● Boundary labeling entries
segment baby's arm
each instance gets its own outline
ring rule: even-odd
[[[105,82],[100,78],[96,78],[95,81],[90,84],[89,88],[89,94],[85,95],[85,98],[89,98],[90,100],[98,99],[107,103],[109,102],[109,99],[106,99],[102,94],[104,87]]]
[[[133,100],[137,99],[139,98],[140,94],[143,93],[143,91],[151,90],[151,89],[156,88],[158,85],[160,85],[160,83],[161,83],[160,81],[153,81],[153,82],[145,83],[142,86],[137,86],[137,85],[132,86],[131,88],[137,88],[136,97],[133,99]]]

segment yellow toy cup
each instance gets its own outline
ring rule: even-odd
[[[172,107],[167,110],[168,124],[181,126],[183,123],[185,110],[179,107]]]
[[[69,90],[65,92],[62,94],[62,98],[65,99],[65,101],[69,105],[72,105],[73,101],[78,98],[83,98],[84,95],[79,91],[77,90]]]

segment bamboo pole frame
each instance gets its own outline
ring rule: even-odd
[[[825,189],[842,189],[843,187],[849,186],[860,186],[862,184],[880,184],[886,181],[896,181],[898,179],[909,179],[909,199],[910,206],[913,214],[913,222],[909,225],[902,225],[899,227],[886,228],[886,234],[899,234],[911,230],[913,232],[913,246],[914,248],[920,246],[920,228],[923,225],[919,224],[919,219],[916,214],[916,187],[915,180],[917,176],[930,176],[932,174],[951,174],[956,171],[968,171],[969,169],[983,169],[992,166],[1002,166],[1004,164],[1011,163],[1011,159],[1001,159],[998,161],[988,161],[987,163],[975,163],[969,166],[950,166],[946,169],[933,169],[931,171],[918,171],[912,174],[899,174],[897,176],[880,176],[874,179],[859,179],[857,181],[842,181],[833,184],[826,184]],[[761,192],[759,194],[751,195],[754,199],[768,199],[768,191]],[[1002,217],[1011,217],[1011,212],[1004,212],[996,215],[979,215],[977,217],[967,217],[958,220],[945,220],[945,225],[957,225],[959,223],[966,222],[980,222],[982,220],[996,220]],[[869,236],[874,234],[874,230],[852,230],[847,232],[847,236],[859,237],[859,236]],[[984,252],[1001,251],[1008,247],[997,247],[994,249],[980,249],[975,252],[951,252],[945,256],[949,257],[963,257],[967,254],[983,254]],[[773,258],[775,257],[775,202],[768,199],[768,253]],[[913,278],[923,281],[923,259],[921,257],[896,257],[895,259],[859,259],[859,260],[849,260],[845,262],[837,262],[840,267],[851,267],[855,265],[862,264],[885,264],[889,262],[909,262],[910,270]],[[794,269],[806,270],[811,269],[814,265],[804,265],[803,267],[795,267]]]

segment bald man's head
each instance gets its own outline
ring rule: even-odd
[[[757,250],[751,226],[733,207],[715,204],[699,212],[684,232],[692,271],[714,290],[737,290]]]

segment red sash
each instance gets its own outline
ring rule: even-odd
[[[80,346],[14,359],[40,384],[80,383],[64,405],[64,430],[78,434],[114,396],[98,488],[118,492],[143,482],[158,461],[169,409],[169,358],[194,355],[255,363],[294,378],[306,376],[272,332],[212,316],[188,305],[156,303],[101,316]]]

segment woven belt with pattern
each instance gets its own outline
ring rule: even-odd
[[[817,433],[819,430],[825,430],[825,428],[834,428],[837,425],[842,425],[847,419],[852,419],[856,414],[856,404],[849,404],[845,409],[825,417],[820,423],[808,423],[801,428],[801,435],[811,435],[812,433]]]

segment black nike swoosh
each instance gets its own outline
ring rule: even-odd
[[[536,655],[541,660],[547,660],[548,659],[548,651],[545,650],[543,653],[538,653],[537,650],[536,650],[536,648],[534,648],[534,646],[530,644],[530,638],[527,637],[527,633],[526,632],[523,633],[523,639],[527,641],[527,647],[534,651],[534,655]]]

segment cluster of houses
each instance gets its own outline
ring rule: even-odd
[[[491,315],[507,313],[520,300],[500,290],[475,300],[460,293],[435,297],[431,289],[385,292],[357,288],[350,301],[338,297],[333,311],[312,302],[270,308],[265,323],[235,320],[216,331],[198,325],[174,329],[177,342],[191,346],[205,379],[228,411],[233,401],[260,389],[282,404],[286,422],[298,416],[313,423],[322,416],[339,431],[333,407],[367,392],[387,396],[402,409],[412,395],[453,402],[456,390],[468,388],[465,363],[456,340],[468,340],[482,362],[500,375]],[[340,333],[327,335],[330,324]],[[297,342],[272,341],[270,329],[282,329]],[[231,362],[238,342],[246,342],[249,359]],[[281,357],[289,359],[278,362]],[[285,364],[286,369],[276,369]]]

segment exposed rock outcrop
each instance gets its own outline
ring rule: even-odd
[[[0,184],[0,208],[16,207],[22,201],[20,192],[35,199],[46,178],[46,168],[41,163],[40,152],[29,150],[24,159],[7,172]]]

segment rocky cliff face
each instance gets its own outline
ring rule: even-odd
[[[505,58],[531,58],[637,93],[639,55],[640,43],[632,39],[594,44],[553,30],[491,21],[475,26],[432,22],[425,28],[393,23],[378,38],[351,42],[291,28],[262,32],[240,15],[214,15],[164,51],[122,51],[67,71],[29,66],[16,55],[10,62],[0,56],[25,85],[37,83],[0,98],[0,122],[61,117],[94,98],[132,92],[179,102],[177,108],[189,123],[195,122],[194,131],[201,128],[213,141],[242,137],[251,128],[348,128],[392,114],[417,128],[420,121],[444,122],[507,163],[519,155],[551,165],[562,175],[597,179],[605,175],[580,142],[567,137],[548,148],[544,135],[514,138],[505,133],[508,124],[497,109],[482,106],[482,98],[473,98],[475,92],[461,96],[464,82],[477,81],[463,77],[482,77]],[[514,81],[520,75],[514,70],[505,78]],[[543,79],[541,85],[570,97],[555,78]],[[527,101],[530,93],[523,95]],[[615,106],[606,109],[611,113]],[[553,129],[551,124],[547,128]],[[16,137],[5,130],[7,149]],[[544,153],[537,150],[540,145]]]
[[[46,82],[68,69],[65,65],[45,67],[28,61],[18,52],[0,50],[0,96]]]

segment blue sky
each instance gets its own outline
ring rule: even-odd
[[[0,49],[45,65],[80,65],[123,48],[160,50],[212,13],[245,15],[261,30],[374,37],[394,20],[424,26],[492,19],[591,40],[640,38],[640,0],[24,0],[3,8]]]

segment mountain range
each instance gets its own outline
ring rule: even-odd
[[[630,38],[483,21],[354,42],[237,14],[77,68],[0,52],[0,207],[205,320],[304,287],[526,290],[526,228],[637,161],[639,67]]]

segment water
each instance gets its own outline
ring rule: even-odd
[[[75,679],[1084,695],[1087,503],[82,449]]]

● REQUIRED WORK
Print every line of the entries above again with no changes.

● PROBLEM SOLUTION
segment baby's arm
each instance gets its own outline
ring rule: even-odd
[[[105,82],[100,78],[96,78],[95,81],[90,84],[89,88],[89,94],[85,95],[85,98],[89,98],[90,100],[98,99],[107,103],[109,102],[109,99],[106,99],[102,94],[104,87]]]
[[[133,100],[137,99],[139,98],[140,94],[143,93],[143,91],[151,90],[151,89],[156,88],[158,85],[160,85],[160,83],[161,83],[160,81],[153,81],[153,82],[145,83],[142,86],[137,86],[137,85],[132,86],[131,88],[137,88],[136,97],[133,99]]]

segment yellow toy cup
each instance gets its own outline
ring rule: even-odd
[[[172,107],[167,110],[168,124],[181,126],[183,123],[185,110],[179,107]]]
[[[69,90],[65,92],[62,94],[62,98],[65,99],[65,101],[69,105],[72,105],[73,101],[78,98],[83,98],[84,95],[79,91],[77,90]]]

segment bamboo pole frame
each instance gets its own outline
ring rule: even-odd
[[[825,189],[842,189],[843,187],[849,186],[860,186],[862,184],[880,184],[886,181],[896,181],[898,179],[909,179],[909,199],[910,206],[913,214],[913,222],[909,225],[902,225],[899,227],[886,228],[886,234],[899,234],[911,230],[913,232],[913,246],[914,248],[920,246],[920,228],[923,225],[919,224],[919,219],[916,214],[916,187],[915,180],[917,176],[930,176],[932,174],[951,174],[956,171],[968,171],[969,169],[983,169],[992,166],[1002,166],[1004,164],[1011,163],[1011,159],[1001,159],[998,161],[988,161],[987,163],[975,163],[969,166],[950,166],[946,169],[933,169],[931,171],[918,171],[912,174],[899,174],[897,176],[880,176],[874,179],[859,179],[857,181],[842,181],[833,184],[826,184]],[[761,192],[759,194],[751,195],[754,199],[768,199],[768,191]],[[1002,217],[1011,217],[1011,212],[1004,212],[996,215],[979,215],[977,217],[967,217],[958,220],[945,220],[945,225],[957,225],[959,223],[966,222],[980,222],[982,220],[996,220]],[[869,236],[874,234],[874,230],[852,230],[847,232],[847,236],[859,237],[859,236]],[[984,252],[1001,251],[1008,247],[997,247],[994,249],[980,249],[975,252],[951,252],[945,256],[949,257],[963,257],[967,254],[983,254]],[[773,258],[775,257],[775,202],[768,199],[768,253]],[[913,278],[923,281],[923,259],[921,257],[896,257],[895,259],[859,259],[859,260],[849,260],[845,262],[837,262],[840,267],[851,267],[855,265],[862,264],[885,264],[889,262],[909,262],[910,270]],[[794,269],[806,270],[811,269],[814,265],[804,265],[803,267],[795,267]]]

segment bald man's head
each instance gets its own outline
ring rule: even-odd
[[[757,250],[751,226],[733,207],[715,204],[699,212],[684,232],[692,271],[714,290],[737,290]]]

segment red sash
each instance gets its own outline
ring rule: even-odd
[[[80,346],[14,359],[40,384],[80,383],[64,405],[64,430],[78,434],[114,396],[98,488],[118,492],[143,482],[158,461],[169,409],[169,358],[194,355],[255,363],[294,378],[306,376],[272,332],[212,316],[188,305],[156,303],[101,316]]]

segment woven belt with pattern
each instance gets its own outline
ring rule: even-odd
[[[817,433],[819,430],[825,430],[825,428],[834,428],[837,425],[842,425],[847,419],[852,419],[856,414],[856,404],[849,404],[845,409],[825,417],[820,423],[808,423],[801,428],[801,435],[811,435],[812,433]]]

segment black nike swoosh
each instance gets its own outline
ring rule: even-odd
[[[536,655],[541,660],[547,660],[548,659],[548,651],[545,650],[543,653],[538,653],[537,650],[536,650],[536,648],[534,648],[534,646],[530,644],[530,638],[527,637],[527,633],[526,632],[523,633],[523,639],[527,641],[527,647],[534,651],[534,655]]]

segment cluster of houses
each instance gets its own outline
ring rule: even-odd
[[[491,315],[507,313],[520,300],[500,290],[475,300],[460,293],[435,297],[431,289],[385,292],[357,288],[350,301],[338,297],[333,311],[312,302],[270,308],[265,323],[235,320],[216,331],[198,325],[174,329],[177,342],[191,346],[205,379],[228,411],[233,401],[260,389],[282,404],[286,422],[298,416],[313,423],[322,416],[339,431],[333,407],[367,392],[387,396],[402,409],[412,395],[453,402],[456,390],[468,388],[465,363],[456,340],[468,340],[482,362],[500,375]],[[340,333],[327,335],[330,324]],[[297,342],[272,341],[270,329],[282,329]],[[231,362],[238,342],[246,342],[249,359]],[[281,357],[289,359],[278,362]],[[285,364],[286,369],[276,369]]]

segment exposed rock outcrop
each instance gets its own outline
ring rule: even-odd
[[[0,184],[0,208],[16,207],[22,201],[20,192],[35,199],[46,178],[46,168],[41,163],[40,152],[29,150],[24,159],[7,172]]]

segment rocky cliff face
each instance gets its own outline
ring rule: even-odd
[[[505,58],[531,58],[637,93],[639,55],[640,43],[632,39],[594,44],[553,30],[491,21],[475,26],[432,22],[425,28],[393,23],[378,38],[351,42],[291,28],[262,32],[240,15],[214,15],[164,51],[122,51],[67,71],[29,66],[16,55],[10,62],[0,56],[25,85],[37,83],[0,98],[0,122],[61,117],[94,98],[132,92],[179,102],[177,108],[189,123],[195,122],[194,131],[201,128],[213,141],[242,137],[251,128],[348,128],[392,114],[417,128],[420,121],[444,122],[507,163],[519,155],[551,165],[562,175],[597,179],[605,175],[580,142],[567,137],[548,148],[544,135],[514,138],[505,133],[508,124],[497,109],[482,106],[482,98],[473,98],[475,92],[461,96],[464,82],[477,81],[463,77],[482,77]],[[514,81],[520,75],[514,70],[505,78]],[[543,79],[541,85],[570,97],[555,78]],[[527,101],[530,93],[523,95]],[[615,106],[606,109],[611,113]],[[553,129],[551,124],[547,128]],[[16,137],[5,130],[7,149]],[[544,153],[537,150],[540,145]]]
[[[46,82],[68,69],[65,65],[45,67],[28,61],[18,52],[0,50],[0,96]]]

segment blue sky
each instance gets its own outline
ring rule: even-odd
[[[0,49],[45,65],[80,65],[123,48],[160,50],[212,13],[245,15],[261,30],[374,37],[394,20],[424,26],[492,19],[591,40],[640,38],[640,0],[24,0],[3,8]]]

segment mountain range
each instance gets its own outline
ring rule: even-odd
[[[630,38],[483,21],[354,42],[237,14],[77,68],[0,52],[0,207],[205,320],[304,287],[526,290],[526,228],[637,161],[639,67]]]

segment water
each instance gets its own outline
ring rule: even-odd
[[[75,679],[1084,695],[1087,503],[82,449]]]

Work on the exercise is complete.